**TEKS PILIHAN**

PARA NABI DAN SALAFUSH SHALIH JUGA BEKERJA
Oleh :ir aang zezen zainal muttaqin.SH.M.Ag,
Ketika Allah Subhanahu wa Ta'ala menciptakan manusia ke dunia ini, Dia
juga memberikan ilham melalui fitrah dan akal mereka untuk mencari
sebab-sebab memperoleh rezeki yang halal dan baik. Allah Subhanahu wa
Ta'ala telah menyediakan berbagai sarana guna mempertahankan kehidupan
manusia di dunia ini, yaitu bekerja mencari beragam penghidupan yang
dibolehkan syari’at.
Tuntutan fitrah ini, tidak hanya berlaku pada umumnya manusia, melainkan
berlaku pula atas manusia-manusia pilihan Allah Subhanahu wa Ta'ala
dari kalangan para nabi dan rasul Allah, termasuk pula rasul yang paling
mulia, Muhammad Shallallahu 'alaihi wa sallam. Demikian pula
orang-orang yang mengikutinya dari para salafush shalih dari generasi
sahabat maupun setelahnya.
Berikut ini kami nukilkan beberapa ayat, hadits maupun atsar (riwayat
tentang sahabat atau tabi’in) yang mengisyaratkan tentang hal ini.
Semoga bermanfaat.
PEKERJAAN PERTUKANGAN, INDUSTRI DAN KERAJINAN TANGAN
Allah Subhanahu wa Ta'ala berkata kepada Nabi Nuh Alaihissallam:
وَاصْنَعِ الْفُلْكَ بِأَعْيُنِنَا وَوَحْيِنَا
"Dan buatlah bahtera itu dengan pengawasan dan petunjuk wahyu Kami .." [Hud : 37].
Dalam ayat ini, Allah Subhanahu wa Ta'ala memerintahkan Nuh
Alaihissallam untuk membuat bahtera (perahu besar) yang memberi isyarat
tentang pekerjaan menukang dan industri. Artinya, pekerjaan tukang dan
industri merupakan salah satu jenis pekerjaan yang bisa dilakukan oleh
manusia untuk dijadikan sebagai mata pencahariannya. Allah telah
memberikan kemampuan berindustri membuat baju-baju besi kepada Nabi Daud
Alaihissallam :
وَعَلَّمْنَاهُ صَنْعَةَ لَبُوسٍ لَكُمْ لِتُحْصِنَكُمْ مِنْ بَأْسِكُمْ فَهَلْ أَنْتُمْ شَاكِرُونَ.

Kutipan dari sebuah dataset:
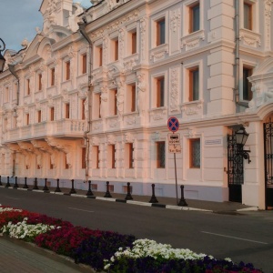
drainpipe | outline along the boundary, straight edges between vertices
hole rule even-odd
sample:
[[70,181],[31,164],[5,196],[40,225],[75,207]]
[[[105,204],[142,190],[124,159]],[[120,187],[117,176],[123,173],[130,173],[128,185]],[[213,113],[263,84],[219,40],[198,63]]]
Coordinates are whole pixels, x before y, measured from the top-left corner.
[[[15,65],[8,65],[8,69],[11,72],[11,74],[17,79],[17,97],[16,97],[16,106],[19,106],[19,94],[20,94],[20,79],[18,75],[15,73]],[[15,112],[16,113],[16,109],[15,109]],[[16,151],[14,151],[13,155],[13,177],[15,175],[15,160],[16,160]]]
[[81,35],[84,36],[84,38],[88,42],[89,44],[89,66],[88,66],[88,116],[87,116],[87,130],[85,131],[84,133],[84,137],[86,140],[86,183],[88,181],[88,170],[89,170],[89,150],[90,150],[90,140],[87,136],[87,134],[90,133],[91,131],[91,119],[92,119],[92,93],[93,93],[93,86],[91,84],[92,81],[92,71],[93,71],[93,63],[92,63],[92,41],[89,38],[86,31],[86,23],[77,23],[78,27],[79,27],[79,32],[81,33]]
[[239,98],[239,68],[240,68],[240,37],[239,37],[239,2],[240,0],[235,0],[235,103],[239,106],[248,107],[248,103],[240,102]]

**TUGAS**
Sebutkan semua nabi yang disebut namanya dalam teks pilihan di atas.

**JAWABAN TERTULIS**
Nabi yang disebut namanya adalah Muhammad, Nuh, dan Daud.